TASK LIST:
1. Recast the paragraph of the obituary excerpt that begins "Hirsch was born June 10, 1920" as a short list, keeping its main facts.
2. Please carry on writing the obituary excerpt from its final sentence onward.

TEXT UNDER STUDY:
• • • •
He retired in 1990 but continued to teach undergraduates.

“Werner Hirsch was a national expert on state and local finance, the use of outsourcing and contracting by governments, and educational policy,” said professor emeritus Daniel J.B. Mitchell, a former UCLA colleague and collaborator.

Hirsch was born June 10, 1920, in Linz, Germany. His family fled the country in 1936 to live in what is now Israel. He immigrated to the United States in 1946 and enrolled at UC Berkeley, graduating with a bachelor’s degree in 1947 and a doctorate in economics in 1949. He started working in Berkeley’s economics department in 1949, and joined the Brookings Institution in 1952 and Washington University in St. Louis in 1953.

Armando del Moral, a Spanish-language journalist who was a member of the Hollywood Foreign Correspondents Assn. and helped establish the Golden Globes, died July 21 of natural causes in North Hollywood. He was 93.
• • • •
DATASET ENTRIES:

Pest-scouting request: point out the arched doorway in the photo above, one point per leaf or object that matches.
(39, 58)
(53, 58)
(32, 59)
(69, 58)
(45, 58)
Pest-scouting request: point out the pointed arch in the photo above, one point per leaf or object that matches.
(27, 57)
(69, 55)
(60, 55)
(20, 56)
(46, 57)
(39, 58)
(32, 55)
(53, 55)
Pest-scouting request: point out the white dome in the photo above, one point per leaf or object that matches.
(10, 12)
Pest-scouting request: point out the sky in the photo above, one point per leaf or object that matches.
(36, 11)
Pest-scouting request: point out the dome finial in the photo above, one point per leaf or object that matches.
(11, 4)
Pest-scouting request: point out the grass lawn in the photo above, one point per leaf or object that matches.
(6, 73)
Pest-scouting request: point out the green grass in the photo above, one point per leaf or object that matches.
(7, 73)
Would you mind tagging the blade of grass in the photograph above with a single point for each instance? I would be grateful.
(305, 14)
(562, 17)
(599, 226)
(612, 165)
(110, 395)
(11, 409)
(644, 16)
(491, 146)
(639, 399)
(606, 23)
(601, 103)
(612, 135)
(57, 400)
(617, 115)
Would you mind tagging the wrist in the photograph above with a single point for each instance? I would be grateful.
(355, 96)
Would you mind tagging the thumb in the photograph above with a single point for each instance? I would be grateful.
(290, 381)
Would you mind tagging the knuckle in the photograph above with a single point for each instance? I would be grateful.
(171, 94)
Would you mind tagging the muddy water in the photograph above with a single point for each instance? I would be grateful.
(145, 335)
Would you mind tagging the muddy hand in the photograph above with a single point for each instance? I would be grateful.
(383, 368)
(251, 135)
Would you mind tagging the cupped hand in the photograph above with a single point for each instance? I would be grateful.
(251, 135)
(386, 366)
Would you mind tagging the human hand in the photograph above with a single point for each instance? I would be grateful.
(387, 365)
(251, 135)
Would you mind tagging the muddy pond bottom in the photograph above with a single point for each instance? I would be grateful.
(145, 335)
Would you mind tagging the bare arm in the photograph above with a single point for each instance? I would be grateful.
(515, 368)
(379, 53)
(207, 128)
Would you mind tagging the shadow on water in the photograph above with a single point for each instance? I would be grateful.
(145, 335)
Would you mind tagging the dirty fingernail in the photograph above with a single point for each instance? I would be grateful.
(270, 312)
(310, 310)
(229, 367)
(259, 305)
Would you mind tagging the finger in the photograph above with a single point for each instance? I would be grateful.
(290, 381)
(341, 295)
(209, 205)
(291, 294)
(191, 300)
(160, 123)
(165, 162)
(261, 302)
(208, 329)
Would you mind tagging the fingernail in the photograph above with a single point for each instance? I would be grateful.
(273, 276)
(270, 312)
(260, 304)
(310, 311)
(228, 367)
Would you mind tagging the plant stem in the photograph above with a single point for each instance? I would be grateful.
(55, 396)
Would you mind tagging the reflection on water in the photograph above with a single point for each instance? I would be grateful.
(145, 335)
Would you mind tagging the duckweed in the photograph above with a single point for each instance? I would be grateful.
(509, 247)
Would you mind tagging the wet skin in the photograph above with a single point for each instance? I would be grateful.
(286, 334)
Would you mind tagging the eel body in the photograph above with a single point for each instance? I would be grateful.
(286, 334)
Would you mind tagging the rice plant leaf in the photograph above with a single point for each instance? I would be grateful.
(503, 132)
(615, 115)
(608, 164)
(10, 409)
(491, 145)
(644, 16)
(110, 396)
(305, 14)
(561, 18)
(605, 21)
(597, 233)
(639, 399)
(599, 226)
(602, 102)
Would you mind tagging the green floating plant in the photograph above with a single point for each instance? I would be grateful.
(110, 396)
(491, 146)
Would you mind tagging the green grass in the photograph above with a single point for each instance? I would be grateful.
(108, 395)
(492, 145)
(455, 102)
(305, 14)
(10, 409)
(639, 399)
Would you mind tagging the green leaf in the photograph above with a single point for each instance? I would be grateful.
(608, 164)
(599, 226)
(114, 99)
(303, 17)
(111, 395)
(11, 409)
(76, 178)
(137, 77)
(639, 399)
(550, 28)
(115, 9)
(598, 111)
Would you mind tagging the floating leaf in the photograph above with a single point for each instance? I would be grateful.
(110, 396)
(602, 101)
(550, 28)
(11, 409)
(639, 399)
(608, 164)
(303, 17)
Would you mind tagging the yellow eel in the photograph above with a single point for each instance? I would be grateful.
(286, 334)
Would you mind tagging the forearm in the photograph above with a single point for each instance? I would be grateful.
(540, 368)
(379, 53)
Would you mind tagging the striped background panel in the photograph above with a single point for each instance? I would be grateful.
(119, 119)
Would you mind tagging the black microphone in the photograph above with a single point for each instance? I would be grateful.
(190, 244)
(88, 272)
• • • •
OUTPUTS BY TASK:
1.
- Born June 10, 1920, in Linz, Germany.
- Family fled the country in 1936 to live in what is now Israel.
- Immigrated to the United States in 1946 and enrolled at UC Berkeley.
- Earned a bachelor's degree in 1947 and a doctorate in economics in 1949.
- Began working in Berkeley's economics department in 1949, joined the Brookings Institution in 1952 and joined Washington University in St. Louis in 1953.

2.
Naomi Sims, the first black fashion model to appear on the cover of Ladies’ Home Journal, died Saturday of cancer in Newark, N.J. She was 61. After modeling, Sims launched her own wig-making business geared toward black women. It became a multimillion-dollar beauty company.

Jim Ingram, a retired FBI agent who investigated Ku Klux Klan killings and violent acts across Mississippi in the 1960s, died of pancreatic cancer Sunday at a Jackson, Miss., hospice. He was 77. Ingram worked on many high-profile cases, including the “Mississippi Burning” slayings of civil rights workers James Chaney, Michael Schwerner and Andrew Goodman in June 1964.